#### Selected excerpt:
Hialeah police officer Raul Castellon was arrested on March 17 for allegedly using a confidential police database to take screen shots of people’s personal IDs, including Social Security numbers and driver’s licenses, and sharing them with Neilin Diaz in exchange for gifts.
Castellon, 38, faces charges for aggravated identity fraud, possession of unauthorized access devices, conspiracy to commit access fraud, and affecting commerce by extortion under color of official right.
He is being held in Miami on $50,000 bond and has reportedly entered a not guilty plea before a federal judge. News sources have not named an attorney for Castellon.
According to the federal indictment, Castellon allegedly provided Diaz with people’s personal identification information. Diaz and her co-conspirators would reportedly use that information to fraudulently open store credit account in retail stores in south Florida without consent. They used the credit accounts to conduct fraudulent transactions.
Castellon was hired by the Hialeah Police Department in 2006. According to Carl Zogby, a sergeant with the Hialeah Police Department, Castellon had a long history of disciplinary actions that includes 13 written reprimands and four suspensions. He had reportedly been fired in 2012 and was given his job back two years later after arbitration.
Hialiah Police Chief Sergio Velazquez told the press that Castellon had been a “problematic employee from the start” and that his course of conduct had “finally resulted in his arrest.” The police chief said Castellon’s arrest had brought a “day of disgrace for our department.”
Castellon won’t be represented by the Miami-Dade Police Benevolent Association in this case. John Rivera, the president of the association, released a statement on Monday saying that this case is “outside the scope of [Castellon’s] employment.”
This is the second story about criminal activity involving law enforcement that was reported this week. Retired Palm Beach County sheriff’s deputy Robert Simeone was arrested on March 21 for allegedly paying illegal kickbacks to sober home owners who lured insured recovering addicts to his drug treatment facility in West Palm Beach.

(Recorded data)

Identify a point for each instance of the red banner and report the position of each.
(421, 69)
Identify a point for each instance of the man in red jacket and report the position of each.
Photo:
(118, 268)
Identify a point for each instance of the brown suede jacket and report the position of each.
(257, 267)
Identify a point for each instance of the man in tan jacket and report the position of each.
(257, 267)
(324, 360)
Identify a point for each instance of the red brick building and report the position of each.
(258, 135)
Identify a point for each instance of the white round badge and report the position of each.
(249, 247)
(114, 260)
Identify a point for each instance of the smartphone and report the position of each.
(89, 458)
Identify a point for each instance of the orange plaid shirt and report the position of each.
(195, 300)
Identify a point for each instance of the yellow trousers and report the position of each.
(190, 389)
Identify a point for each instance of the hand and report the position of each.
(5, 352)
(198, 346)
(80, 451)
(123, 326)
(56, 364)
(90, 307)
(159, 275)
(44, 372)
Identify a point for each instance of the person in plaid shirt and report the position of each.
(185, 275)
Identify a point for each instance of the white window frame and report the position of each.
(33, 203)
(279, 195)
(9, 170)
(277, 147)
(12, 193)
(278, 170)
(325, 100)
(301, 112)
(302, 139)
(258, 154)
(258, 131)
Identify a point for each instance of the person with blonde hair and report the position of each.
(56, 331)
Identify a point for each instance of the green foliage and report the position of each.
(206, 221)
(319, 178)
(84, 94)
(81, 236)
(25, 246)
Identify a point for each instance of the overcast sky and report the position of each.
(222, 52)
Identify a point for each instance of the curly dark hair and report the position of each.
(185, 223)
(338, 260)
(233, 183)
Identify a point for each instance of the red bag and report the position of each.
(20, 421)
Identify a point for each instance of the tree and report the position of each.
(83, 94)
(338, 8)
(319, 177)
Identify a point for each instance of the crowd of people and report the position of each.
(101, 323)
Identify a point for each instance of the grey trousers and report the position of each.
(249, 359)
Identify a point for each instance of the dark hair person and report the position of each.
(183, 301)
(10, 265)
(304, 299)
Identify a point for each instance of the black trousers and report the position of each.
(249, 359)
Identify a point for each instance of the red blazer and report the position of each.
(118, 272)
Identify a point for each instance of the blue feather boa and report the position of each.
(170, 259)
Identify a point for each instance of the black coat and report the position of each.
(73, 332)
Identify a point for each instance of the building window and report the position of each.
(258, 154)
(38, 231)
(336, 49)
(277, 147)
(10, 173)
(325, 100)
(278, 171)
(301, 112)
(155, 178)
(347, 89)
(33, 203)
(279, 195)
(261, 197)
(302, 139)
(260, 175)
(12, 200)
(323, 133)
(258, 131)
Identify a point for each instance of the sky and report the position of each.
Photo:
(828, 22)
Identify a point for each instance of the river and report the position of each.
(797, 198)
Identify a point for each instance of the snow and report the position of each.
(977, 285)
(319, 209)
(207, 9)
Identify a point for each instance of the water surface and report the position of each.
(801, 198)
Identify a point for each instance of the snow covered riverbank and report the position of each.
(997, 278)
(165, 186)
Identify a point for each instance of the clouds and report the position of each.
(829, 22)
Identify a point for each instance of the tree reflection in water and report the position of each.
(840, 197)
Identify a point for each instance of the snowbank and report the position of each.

#### Task goal:
Continue the news article about the arrest of Hialeah police officer Raul Castellon, picking up right after its final sentence.

#### Answer below:
Simeone, 46, worked for a decade as a sheriff’s deputy before he retired. The former pilot and Navy veteran is being charged with 15 counts of patient brokering. It is unclear if he has acquired legal representation.
According to the arrest report, Simeone was listed as the CEO of Epiphany’s Treatment Center in West Palm Beach in 2016. The treatment center also has locations in Boca Raton and Delray Beach. Investigators reportedly started looking into Simeone’s business after receiving a tip earlier this year from an unrelated case.
The investigation revealed that Simeone had paid at least two sober home owners in exchange for insured patients. One sober home owner allegedly received almost $2,000 from Simeone last year after sending patients to his treatment facilities.
Treatment facility operators in south Florida reportedly make millions of dollars every year by charging insurance companies for unnecessary drug screens and tests. Sources say the addiction treatment industry in Palm Beach County is the county’s fourth largest, bringing in $1 billion a year. Providing kickbacks in exchange for patient referrals is a third-degree felony with a penalty of up to five years in prison.